### Challenge
Return each line of the material below that contains the word "blue", copying every such line in full.

### Entries
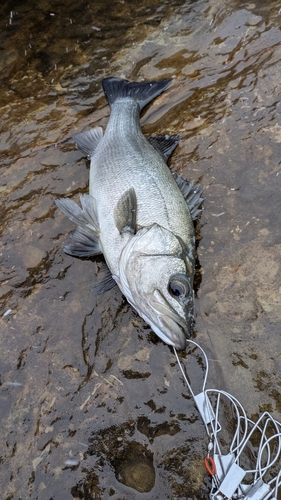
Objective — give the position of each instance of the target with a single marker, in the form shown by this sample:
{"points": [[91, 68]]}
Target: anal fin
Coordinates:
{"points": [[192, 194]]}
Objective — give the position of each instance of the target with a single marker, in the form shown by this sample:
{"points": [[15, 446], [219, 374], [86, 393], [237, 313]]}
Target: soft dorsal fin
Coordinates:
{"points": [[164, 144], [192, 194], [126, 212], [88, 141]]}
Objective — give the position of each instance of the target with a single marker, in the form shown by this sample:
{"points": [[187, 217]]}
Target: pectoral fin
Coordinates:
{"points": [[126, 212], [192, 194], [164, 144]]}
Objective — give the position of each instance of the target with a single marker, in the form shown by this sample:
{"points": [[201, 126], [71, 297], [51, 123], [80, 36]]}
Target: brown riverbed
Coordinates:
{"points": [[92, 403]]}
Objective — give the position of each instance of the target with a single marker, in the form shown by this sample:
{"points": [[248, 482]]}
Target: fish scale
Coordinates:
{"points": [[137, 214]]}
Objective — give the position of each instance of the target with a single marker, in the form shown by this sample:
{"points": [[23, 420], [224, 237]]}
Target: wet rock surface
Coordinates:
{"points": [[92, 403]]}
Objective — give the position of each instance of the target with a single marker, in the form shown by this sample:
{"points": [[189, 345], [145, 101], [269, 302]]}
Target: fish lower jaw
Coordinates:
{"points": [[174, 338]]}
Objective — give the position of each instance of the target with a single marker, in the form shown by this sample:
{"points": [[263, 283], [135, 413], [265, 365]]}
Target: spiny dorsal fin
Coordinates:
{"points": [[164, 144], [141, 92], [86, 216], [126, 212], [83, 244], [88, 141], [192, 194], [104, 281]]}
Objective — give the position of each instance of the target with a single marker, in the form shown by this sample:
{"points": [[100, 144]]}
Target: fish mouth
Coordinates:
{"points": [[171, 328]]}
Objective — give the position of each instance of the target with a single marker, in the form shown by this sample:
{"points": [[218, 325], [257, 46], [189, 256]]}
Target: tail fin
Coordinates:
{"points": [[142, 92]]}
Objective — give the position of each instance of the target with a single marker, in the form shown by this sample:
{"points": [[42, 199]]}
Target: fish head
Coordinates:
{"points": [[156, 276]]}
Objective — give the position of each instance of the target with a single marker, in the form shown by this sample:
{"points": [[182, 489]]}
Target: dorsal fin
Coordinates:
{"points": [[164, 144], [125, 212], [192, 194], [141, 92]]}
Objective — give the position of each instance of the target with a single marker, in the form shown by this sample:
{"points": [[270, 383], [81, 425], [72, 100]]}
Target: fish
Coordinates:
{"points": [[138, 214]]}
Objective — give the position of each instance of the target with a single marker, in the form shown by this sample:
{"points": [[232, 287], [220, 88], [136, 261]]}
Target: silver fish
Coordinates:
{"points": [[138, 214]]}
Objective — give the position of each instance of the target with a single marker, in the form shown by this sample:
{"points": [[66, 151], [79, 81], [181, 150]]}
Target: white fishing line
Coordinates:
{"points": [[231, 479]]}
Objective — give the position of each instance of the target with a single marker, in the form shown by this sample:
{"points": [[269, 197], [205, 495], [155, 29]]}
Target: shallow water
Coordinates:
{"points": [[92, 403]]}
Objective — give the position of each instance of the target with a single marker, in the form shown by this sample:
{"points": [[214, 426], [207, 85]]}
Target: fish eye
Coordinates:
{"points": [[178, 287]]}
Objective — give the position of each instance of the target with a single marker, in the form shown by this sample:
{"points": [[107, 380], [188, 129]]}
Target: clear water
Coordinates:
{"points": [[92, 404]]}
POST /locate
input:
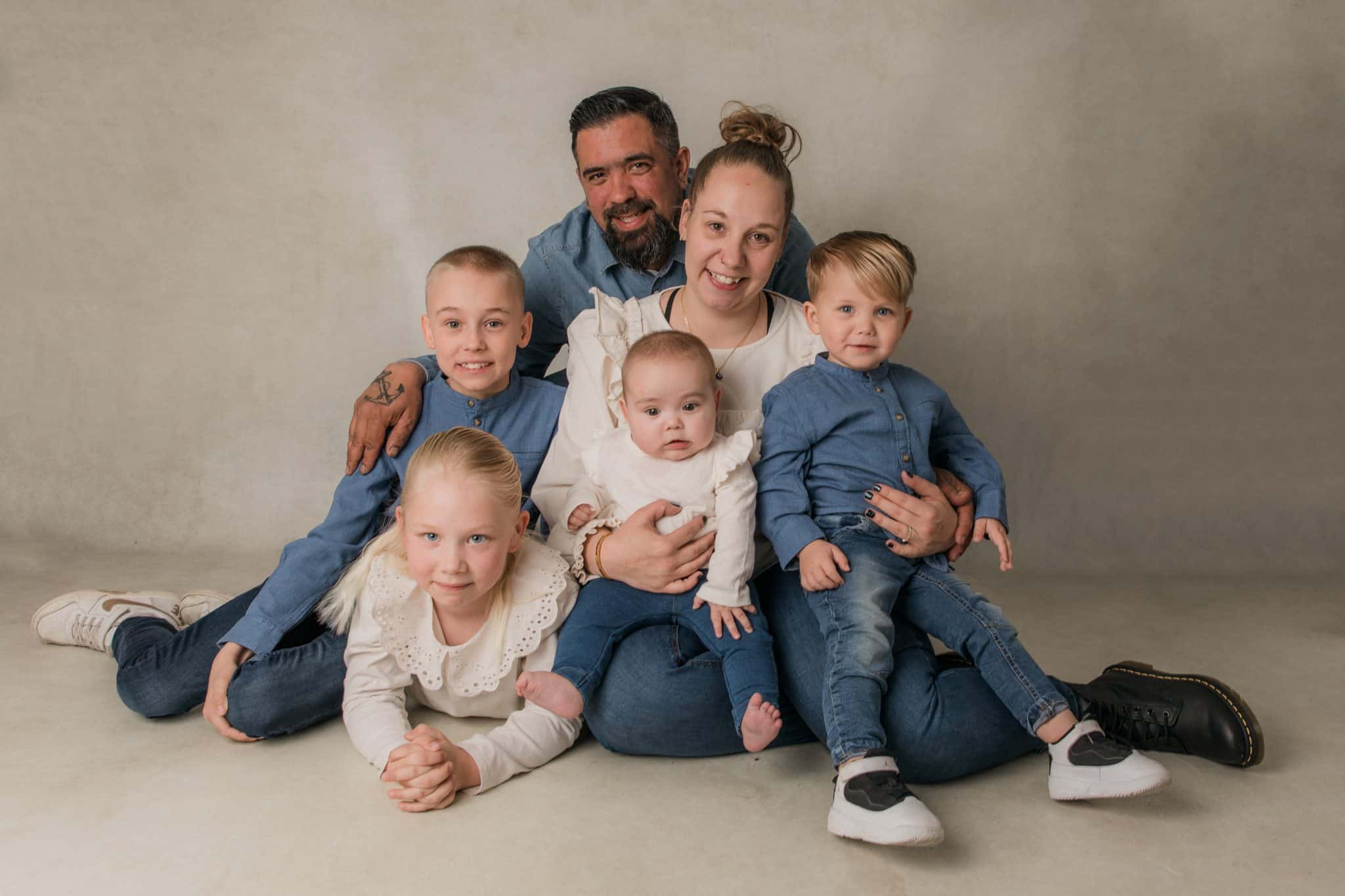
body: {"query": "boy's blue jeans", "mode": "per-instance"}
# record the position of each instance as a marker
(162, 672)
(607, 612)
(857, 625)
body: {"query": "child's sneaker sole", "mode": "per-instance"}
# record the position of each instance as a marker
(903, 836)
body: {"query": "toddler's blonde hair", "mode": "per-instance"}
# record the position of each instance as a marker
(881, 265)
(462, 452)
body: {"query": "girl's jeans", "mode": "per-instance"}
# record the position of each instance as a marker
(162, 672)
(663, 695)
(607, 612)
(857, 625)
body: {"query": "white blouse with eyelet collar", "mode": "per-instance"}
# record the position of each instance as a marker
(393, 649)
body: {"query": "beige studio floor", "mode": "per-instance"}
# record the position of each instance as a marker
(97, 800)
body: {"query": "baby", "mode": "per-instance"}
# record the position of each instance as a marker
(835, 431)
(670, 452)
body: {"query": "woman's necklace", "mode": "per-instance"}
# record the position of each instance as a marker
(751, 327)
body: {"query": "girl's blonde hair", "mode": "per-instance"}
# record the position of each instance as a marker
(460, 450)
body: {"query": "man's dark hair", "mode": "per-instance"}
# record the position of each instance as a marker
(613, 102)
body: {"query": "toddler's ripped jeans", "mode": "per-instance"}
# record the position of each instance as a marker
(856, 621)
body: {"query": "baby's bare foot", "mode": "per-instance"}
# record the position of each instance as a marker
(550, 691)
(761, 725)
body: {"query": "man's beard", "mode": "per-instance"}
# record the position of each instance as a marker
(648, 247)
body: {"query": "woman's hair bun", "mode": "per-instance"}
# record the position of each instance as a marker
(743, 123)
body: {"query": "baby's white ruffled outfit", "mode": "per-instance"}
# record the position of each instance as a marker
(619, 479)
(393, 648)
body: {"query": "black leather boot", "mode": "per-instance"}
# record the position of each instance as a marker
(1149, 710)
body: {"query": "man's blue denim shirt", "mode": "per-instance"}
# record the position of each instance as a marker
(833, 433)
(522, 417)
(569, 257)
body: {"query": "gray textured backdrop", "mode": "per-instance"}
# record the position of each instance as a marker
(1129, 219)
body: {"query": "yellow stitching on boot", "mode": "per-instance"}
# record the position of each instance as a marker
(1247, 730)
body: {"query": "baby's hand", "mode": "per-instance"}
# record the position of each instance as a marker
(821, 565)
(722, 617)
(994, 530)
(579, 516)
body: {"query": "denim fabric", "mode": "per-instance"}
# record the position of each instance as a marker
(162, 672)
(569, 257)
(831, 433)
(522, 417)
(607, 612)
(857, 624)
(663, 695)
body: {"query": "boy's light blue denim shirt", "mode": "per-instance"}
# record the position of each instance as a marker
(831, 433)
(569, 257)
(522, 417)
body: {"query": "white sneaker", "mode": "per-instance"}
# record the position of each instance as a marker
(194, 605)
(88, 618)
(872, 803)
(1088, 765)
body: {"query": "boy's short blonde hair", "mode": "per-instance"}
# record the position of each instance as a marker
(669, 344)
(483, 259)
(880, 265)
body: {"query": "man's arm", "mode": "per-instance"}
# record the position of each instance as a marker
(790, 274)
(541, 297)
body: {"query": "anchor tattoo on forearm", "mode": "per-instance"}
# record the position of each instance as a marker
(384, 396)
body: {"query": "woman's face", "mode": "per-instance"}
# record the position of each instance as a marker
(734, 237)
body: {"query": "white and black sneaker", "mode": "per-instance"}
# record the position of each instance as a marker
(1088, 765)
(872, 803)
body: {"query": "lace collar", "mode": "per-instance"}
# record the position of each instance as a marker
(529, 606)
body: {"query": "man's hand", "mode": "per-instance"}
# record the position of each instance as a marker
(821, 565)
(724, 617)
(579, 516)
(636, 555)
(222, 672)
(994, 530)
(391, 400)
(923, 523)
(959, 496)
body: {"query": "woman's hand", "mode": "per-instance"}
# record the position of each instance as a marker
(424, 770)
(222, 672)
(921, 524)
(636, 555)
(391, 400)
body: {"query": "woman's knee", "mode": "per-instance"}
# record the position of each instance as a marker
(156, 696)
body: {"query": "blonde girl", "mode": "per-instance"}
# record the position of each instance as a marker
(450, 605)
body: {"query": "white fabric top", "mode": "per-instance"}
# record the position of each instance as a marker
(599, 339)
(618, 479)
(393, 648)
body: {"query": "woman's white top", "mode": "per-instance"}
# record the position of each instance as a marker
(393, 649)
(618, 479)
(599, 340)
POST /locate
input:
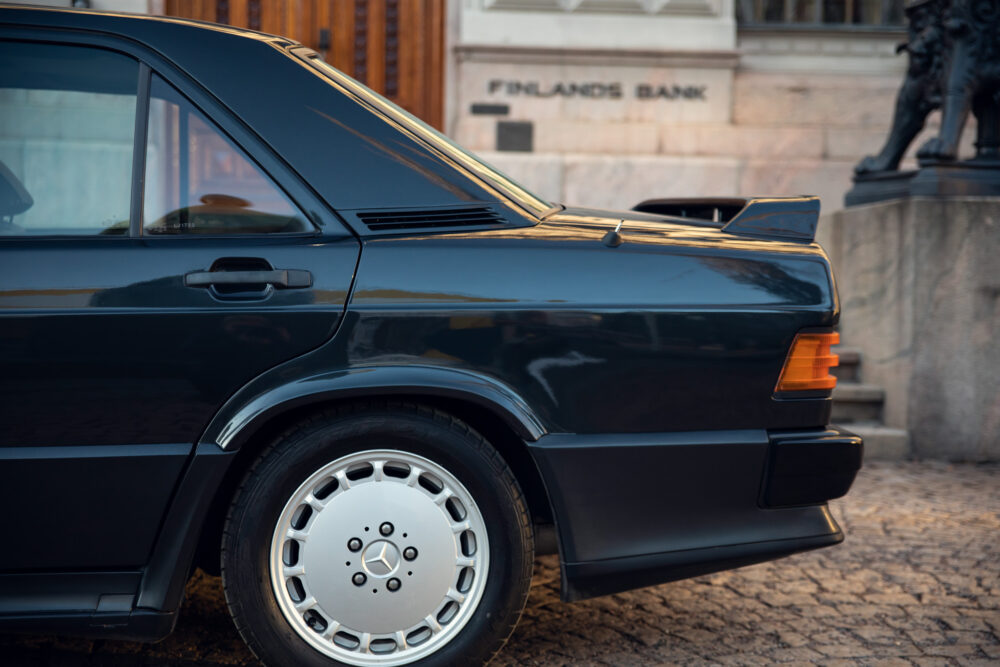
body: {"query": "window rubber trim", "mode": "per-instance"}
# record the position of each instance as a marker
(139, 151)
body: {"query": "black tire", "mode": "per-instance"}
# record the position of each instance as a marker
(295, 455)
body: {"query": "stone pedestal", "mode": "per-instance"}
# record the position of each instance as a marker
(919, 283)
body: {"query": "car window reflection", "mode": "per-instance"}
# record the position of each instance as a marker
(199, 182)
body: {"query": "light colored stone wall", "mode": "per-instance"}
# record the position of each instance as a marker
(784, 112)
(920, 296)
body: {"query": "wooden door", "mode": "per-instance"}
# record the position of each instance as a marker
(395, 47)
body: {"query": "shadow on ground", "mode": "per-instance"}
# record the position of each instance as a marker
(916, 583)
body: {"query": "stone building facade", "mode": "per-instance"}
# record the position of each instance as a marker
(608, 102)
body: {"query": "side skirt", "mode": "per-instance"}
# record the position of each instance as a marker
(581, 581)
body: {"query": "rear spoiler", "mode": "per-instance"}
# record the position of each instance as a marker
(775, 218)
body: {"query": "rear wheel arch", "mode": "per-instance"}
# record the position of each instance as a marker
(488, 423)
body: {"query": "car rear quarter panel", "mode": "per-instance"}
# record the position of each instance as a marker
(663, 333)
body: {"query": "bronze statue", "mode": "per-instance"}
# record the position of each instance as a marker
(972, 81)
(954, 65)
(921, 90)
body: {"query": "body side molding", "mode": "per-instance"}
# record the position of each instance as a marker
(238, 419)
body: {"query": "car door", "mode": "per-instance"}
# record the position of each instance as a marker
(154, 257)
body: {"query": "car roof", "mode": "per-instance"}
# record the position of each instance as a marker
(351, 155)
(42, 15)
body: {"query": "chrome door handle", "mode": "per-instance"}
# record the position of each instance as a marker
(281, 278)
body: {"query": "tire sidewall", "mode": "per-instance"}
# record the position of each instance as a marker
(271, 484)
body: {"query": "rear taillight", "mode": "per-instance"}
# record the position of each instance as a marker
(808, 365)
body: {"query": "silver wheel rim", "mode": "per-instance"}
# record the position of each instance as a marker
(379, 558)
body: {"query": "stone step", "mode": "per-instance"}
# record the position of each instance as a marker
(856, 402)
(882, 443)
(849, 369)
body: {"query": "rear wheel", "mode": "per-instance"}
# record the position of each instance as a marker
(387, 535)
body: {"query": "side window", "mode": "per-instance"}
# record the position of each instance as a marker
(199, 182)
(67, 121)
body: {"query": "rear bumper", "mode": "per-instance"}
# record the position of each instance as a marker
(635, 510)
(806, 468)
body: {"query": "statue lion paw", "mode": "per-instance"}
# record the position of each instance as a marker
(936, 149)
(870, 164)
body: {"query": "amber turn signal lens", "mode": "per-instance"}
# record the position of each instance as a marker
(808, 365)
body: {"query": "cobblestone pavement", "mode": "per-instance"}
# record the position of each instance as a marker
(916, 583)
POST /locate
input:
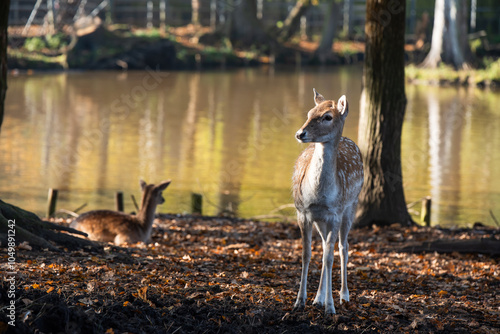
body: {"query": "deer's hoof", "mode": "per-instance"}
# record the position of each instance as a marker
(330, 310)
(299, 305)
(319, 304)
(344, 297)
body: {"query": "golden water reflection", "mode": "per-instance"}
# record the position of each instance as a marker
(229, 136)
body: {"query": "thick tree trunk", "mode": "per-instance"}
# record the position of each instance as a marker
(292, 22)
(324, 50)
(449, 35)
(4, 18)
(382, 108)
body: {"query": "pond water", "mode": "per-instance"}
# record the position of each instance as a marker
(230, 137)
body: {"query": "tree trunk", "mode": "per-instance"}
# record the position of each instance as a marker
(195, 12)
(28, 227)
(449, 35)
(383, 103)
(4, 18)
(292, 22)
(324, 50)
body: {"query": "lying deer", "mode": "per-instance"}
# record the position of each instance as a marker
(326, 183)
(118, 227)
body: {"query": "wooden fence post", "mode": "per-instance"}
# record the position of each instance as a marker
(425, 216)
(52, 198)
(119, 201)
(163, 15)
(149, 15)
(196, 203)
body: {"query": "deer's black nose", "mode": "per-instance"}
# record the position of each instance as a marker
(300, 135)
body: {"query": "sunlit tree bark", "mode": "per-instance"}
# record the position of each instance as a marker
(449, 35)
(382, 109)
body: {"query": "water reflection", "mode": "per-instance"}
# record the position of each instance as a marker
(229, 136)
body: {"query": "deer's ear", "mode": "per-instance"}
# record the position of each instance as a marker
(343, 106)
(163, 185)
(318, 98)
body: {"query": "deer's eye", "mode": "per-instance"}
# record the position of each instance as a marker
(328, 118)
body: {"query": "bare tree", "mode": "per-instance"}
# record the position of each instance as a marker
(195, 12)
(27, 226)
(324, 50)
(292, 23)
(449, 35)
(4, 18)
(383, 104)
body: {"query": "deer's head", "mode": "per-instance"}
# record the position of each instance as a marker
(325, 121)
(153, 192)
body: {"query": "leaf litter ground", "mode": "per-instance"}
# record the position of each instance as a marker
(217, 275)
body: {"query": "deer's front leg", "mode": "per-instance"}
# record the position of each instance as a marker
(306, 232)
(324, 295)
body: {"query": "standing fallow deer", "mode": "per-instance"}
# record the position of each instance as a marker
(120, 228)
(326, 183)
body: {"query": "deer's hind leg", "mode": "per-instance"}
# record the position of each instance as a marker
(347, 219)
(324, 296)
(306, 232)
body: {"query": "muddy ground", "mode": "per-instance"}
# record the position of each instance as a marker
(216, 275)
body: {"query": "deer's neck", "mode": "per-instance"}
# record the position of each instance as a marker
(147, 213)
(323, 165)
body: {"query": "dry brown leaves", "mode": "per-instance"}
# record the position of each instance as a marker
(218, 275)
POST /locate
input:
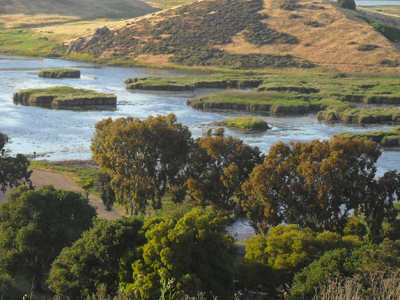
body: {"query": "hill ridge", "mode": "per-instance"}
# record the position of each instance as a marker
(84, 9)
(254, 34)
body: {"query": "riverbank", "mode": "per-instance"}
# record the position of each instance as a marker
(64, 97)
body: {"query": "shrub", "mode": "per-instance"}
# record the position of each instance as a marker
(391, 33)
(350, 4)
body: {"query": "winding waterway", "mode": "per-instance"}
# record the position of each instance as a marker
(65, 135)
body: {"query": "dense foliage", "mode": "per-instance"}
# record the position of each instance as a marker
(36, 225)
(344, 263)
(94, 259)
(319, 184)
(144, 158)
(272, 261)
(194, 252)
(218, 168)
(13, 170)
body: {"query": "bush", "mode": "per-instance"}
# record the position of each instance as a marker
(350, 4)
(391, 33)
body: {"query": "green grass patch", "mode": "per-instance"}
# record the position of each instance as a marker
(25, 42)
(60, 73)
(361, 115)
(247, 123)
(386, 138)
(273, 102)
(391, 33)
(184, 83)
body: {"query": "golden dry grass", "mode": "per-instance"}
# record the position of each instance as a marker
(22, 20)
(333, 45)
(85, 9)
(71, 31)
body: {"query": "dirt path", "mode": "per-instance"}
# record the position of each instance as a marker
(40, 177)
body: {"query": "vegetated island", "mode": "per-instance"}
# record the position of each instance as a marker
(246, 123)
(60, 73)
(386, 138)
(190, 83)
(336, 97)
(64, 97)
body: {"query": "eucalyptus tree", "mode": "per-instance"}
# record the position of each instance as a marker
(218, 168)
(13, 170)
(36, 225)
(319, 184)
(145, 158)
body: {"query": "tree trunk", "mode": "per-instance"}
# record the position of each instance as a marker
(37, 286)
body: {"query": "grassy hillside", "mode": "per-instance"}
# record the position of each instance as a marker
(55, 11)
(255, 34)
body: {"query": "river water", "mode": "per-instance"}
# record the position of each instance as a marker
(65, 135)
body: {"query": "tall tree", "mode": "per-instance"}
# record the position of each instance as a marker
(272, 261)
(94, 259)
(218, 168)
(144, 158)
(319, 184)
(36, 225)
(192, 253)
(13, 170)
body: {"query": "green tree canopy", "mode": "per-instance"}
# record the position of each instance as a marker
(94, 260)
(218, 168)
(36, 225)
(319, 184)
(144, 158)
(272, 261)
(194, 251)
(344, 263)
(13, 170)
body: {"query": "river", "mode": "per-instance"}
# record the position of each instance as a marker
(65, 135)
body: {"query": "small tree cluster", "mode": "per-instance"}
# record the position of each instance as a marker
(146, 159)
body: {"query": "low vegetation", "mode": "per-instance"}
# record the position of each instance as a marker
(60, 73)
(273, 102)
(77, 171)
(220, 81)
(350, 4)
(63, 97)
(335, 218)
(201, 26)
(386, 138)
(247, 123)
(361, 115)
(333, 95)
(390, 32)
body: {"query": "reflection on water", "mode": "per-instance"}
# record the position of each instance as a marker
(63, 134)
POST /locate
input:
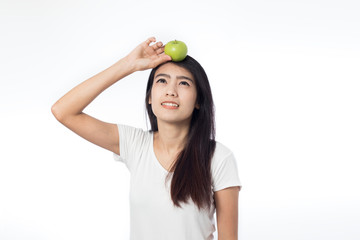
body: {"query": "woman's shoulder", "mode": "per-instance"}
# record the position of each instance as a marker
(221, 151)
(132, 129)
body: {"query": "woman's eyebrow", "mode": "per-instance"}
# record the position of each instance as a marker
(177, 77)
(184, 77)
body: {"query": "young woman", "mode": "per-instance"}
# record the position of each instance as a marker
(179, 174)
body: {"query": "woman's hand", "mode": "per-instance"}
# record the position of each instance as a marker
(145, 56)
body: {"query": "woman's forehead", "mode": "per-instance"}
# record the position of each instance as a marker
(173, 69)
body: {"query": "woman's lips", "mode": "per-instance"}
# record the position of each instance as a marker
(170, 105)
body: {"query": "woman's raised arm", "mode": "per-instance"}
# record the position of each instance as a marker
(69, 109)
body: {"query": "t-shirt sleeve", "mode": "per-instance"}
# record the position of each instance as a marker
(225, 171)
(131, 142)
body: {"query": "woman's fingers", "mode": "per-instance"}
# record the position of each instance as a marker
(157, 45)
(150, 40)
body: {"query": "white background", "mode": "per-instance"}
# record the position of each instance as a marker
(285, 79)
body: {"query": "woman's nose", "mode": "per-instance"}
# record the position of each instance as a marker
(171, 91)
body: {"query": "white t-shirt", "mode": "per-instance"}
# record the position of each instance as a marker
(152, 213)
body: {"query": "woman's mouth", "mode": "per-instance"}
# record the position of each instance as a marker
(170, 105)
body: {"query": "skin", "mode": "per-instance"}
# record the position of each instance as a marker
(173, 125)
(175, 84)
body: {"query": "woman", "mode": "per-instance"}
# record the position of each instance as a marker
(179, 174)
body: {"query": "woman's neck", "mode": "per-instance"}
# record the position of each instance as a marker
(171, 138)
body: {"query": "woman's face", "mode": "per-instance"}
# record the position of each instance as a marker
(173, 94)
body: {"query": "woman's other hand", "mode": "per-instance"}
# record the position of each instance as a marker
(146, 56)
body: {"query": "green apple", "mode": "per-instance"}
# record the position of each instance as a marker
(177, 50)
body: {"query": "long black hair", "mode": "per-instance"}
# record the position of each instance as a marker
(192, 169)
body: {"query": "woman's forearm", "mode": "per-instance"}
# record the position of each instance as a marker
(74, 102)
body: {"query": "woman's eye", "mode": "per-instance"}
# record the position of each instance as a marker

### Exercise solution
body: {"query": "boy's blue jeans", "mode": "per-instance"}
body: {"query": "man's blue denim shirt", "mode": "per-instance"}
body: {"query": "boy's light blue denim shirt", "mode": "per-instance"}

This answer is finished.